▶ _Document segment_:
>>>>>
The other new factor is climate change. Whatever the outcome of the upcoming mammoth United Nations climate-change conference in Copenhagen this December, carbon regulation is now part of the future of oil.
But are big cuts in world oil usage possible? Both the U.S. Department of Energy and the International Energy Agency project that global energy use will increase almost 50% between 2006 and 2030—with oil still providing 30% or more of the world’s energy.
The reason is something else that is new—the globalization of demand. No longer are the growth markets for petroleum to be found in North America, Western Europe and Japan. The United States has already hit “peak gasoline demand.”
The demand growth has now shifted, massively, to the fast-growing emerging markets—China, India and the Middle East. Between 2000 and 2007, 85% of the growth in world oil demand was in the developing world. This shift continues: This year, more new cars have been sold in China than in the United States. When economic recovery takes hold, what happens in emerging countries will be the defining factor in the path for overall consumption.
There are two obvious ways to temper demand growth—either roll back economic growth, or find new technologies. The former is not acceptable. Thus, the answer has to lie in technology. The challenge is to find alternatives to oil that can be economically competitive—and convenient and reliable—at the massive scale required.
What will those alternatives be? Batteries and plug-ins and other electric cars—today’s favorite? Advanced biofuels? Natural-gas vehicles? The evolving smart grid, which can integrate plug-ins with greener electric generation? Or advances in the internal combustion engine, increasing fuel efficiency two or three times over?
In truth, we don’t know, and we won’t know for some time. For now, however, it is clear that the much higher levels of support for innovation—and large government incentives and subsidies—will inevitably drive technological change.
For oil, the focus is on transportation. After all, only 2% of America’s electricity is generated by oil. Until recently, it appeared that the race between the electric car and the gasoline-powered car had been decided a century ago, with a decisive win by the gasoline-powered car on the basis of cost and performance. But the race is clearly on again.
Yet, whatever the breakthroughs, the actual impact on fuel use for the next 20 years will be incremental due to the time it takes to get large-scale mass production up and running and the massive scale of the global auto industry. My firm, IHS CERA, projects that with aggressive sales volumes and no major bumps in the road (unusual for new technologies), plug-in hybrids and pure electric vehicles could constitute 25% of new car sales by 2030. But because of the slow turn-over of the overall fleet, gasoline consumption would be reduced only modestly below what it would otherwise be. Thereafter, of course, the impact could grow, perhaps very substantially.
But, in the U.S., at least for the next two decades, greater efficiency in the internal combustion engine, advanced diesels, and regular hybrids, combined with second-generation biofuels and new lighter materials, would have a bigger impact sooner. There is, however, a global twist. If small, low-cost electric vehicles really catch on in the auto growth markets in Asia, that would certainly lower the global growth curve for future oil demand.
As to the next 150 years of petroleum, we can hardly even begin to guess. For the next 20 years at least, the unfolding economic saga in emerging markets will continue to make oil a global growth business.
Mr. Yergin, chairman of IHS CERA, is author of “The Prize: the Epic Quest for Oil, Money, and Power” (Free Press), out in a revised edition this year. His article on the future of oil appears in the most recent issue of Foreign Policy.
<<<<<
▶ _What to do_:
1: Condense the paragraph of the text on the future of oil that begins "The demand growth has now shifted" into a bulleted list of its main facts.
2: In the text on the future of oil, what share of America's electricity is generated by oil?

▶ _Dataset content_:
>>>>>
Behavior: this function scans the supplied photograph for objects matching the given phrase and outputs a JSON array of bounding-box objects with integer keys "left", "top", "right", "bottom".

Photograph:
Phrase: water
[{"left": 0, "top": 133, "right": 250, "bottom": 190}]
<<<<<
▶ _Answers to the exercise_:
1:
- Oil demand growth has shifted massively to fast-growing emerging markets: China, India and the Middle East.
- From 2000 to 2007, 85% of the growth in world oil demand came from the developing world.
- The shift continues: this year, China has sold more new cars than the United States.
- Once economic recovery takes hold, developments in emerging countries will define the path of overall oil consumption.

2: Only 2%.